Exercise directions: Return the exact lines spanning from the line with "the green foliage" through the last line of the entries, boundaries included, and no others.

=======

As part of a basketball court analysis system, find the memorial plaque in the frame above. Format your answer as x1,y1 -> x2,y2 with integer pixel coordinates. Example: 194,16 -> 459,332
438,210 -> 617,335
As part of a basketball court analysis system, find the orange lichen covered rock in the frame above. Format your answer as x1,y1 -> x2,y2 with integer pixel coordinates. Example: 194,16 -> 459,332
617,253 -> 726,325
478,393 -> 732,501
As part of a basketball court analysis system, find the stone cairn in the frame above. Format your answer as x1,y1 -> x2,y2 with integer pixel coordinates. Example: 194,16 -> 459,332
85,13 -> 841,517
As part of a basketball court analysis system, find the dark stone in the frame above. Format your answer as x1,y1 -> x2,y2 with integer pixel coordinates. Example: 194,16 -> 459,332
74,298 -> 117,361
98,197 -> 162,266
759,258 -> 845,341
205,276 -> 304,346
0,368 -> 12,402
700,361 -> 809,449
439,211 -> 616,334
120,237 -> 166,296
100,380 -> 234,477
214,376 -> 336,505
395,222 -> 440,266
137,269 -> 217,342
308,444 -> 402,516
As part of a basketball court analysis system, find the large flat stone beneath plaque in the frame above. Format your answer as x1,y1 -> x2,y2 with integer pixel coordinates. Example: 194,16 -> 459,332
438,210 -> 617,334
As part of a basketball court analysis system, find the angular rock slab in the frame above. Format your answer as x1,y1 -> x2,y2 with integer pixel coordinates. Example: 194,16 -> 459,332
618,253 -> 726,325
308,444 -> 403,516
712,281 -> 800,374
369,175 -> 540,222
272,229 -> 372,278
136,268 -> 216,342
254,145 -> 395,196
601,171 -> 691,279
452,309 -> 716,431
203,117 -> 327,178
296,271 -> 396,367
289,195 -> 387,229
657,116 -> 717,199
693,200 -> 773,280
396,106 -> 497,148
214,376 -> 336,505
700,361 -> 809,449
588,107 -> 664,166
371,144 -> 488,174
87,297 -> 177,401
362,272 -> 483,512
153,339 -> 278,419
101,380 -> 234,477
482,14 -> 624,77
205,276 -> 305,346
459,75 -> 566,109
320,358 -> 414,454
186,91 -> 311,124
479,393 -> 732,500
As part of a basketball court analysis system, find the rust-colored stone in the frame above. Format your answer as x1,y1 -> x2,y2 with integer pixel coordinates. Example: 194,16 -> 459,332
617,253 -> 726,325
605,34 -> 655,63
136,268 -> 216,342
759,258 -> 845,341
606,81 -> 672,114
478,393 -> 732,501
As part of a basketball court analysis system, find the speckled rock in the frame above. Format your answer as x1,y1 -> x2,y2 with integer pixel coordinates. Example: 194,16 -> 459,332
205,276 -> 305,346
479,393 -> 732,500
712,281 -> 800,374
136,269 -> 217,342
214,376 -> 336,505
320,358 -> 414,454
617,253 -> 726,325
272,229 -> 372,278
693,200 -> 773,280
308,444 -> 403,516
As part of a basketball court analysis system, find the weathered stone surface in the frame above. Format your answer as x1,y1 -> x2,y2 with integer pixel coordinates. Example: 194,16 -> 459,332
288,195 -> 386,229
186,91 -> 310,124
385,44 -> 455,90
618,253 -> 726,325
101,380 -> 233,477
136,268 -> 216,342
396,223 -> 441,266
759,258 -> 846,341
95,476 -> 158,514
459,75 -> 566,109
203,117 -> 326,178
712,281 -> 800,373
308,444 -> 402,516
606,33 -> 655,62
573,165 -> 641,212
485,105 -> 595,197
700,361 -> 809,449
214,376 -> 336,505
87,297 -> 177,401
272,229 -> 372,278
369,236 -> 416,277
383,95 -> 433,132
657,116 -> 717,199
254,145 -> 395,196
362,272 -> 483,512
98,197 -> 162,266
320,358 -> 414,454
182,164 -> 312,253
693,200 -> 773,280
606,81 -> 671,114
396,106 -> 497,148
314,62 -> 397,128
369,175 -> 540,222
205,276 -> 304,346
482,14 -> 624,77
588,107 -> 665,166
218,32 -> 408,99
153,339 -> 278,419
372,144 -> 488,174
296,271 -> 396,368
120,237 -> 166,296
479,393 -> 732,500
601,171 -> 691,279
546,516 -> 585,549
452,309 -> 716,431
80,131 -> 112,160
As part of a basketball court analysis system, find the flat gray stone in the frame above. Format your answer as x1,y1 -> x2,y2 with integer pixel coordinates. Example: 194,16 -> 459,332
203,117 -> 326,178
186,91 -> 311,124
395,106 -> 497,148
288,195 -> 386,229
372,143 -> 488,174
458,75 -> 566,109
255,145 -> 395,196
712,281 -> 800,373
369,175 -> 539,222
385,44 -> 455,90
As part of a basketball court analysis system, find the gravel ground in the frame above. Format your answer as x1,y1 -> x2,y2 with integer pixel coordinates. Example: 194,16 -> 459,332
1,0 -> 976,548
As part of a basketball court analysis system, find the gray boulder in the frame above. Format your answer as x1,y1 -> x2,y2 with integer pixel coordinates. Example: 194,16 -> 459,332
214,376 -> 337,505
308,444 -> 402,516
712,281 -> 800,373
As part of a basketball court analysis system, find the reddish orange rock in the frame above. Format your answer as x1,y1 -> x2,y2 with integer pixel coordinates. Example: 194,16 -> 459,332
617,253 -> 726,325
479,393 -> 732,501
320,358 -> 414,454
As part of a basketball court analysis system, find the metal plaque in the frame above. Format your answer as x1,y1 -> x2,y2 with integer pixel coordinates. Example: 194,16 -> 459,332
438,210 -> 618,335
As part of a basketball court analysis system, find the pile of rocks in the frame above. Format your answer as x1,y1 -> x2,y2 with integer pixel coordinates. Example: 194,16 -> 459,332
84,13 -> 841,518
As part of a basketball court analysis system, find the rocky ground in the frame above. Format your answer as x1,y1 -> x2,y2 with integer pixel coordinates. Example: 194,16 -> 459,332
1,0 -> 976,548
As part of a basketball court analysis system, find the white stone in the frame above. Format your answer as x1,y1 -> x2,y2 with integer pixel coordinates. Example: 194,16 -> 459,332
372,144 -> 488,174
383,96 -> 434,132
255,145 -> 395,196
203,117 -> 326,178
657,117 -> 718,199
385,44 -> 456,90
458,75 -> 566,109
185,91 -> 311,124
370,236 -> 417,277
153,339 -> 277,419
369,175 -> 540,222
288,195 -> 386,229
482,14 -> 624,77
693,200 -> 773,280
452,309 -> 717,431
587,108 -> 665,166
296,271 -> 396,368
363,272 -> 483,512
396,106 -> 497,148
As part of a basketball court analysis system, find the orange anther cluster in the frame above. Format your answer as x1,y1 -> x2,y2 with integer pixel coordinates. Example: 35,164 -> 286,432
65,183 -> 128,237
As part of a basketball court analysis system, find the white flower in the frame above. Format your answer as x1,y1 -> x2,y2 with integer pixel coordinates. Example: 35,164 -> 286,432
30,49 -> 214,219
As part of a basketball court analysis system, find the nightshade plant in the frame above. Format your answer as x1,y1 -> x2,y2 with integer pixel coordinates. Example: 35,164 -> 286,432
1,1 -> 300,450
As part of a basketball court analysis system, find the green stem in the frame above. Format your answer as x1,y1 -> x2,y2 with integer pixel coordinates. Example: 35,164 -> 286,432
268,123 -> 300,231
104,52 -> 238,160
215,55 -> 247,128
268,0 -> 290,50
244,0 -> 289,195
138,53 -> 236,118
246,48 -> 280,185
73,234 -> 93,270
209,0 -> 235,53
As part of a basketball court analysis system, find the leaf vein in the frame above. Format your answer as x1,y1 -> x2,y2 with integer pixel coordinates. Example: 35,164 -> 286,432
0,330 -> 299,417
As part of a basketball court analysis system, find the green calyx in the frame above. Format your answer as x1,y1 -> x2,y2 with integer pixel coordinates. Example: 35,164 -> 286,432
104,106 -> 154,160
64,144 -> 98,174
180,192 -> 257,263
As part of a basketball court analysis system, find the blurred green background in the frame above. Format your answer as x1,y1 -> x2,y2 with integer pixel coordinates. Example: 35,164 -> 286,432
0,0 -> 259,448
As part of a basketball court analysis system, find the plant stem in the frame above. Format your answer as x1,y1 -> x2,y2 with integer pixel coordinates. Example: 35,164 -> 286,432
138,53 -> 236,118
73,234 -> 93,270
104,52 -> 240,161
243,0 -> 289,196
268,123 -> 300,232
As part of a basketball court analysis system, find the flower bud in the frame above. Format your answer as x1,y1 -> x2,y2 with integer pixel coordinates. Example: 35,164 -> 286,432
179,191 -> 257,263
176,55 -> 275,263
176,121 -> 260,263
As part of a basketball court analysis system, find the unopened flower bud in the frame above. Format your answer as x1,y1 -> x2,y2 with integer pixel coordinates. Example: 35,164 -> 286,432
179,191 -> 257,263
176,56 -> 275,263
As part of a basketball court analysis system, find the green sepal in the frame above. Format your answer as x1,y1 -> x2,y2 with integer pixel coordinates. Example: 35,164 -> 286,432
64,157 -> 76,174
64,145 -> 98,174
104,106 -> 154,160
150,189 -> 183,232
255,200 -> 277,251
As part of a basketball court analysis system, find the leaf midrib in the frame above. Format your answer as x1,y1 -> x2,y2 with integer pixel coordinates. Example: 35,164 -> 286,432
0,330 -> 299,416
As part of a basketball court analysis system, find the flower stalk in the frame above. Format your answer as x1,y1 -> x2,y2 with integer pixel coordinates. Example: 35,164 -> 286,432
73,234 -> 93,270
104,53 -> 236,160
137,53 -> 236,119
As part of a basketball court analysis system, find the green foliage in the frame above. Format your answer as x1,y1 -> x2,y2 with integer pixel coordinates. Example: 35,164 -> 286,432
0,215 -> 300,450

=======

Exercise output:
As part of a basketball court analysis system, find the green foliage in the frame above. Format your answer as x1,y1 -> x2,y2 with integer pixel coordinates. Example: 35,164 -> 286,432
0,215 -> 300,450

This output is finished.